(WHAT NEEDS TO BE DONE):
Rewrite every line of the rows below as a numbered list, dropping any blank lines. Leave the pictures out.

[Start of DATASET ROWS]

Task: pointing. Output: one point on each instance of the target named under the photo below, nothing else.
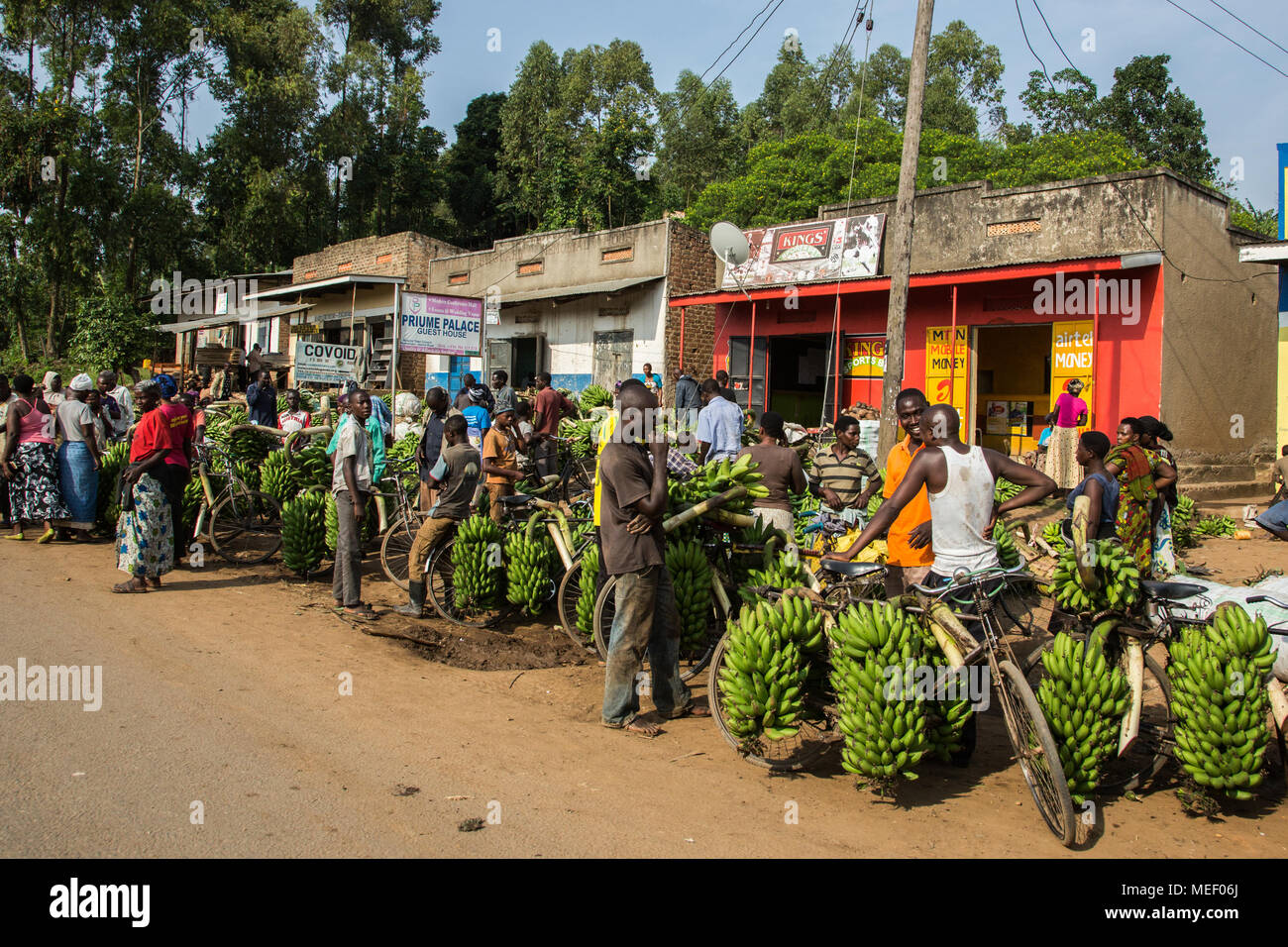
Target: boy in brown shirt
(500, 460)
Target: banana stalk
(1082, 528)
(1133, 660)
(709, 504)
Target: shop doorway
(798, 369)
(1013, 386)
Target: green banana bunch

[End of DATASET ROWS]

(SOLUTION TO THE PROBLEM):
1. Task: pointing. Output: one point on each instance of the target named under the photo below, nothing else.
2. Target: boy in brown shirt
3. (500, 460)
4. Target: banana stalk
5. (1082, 528)
6. (1133, 660)
7. (709, 504)
8. Target: shop doorway
9. (798, 369)
10. (1013, 386)
11. Target: green banana bunch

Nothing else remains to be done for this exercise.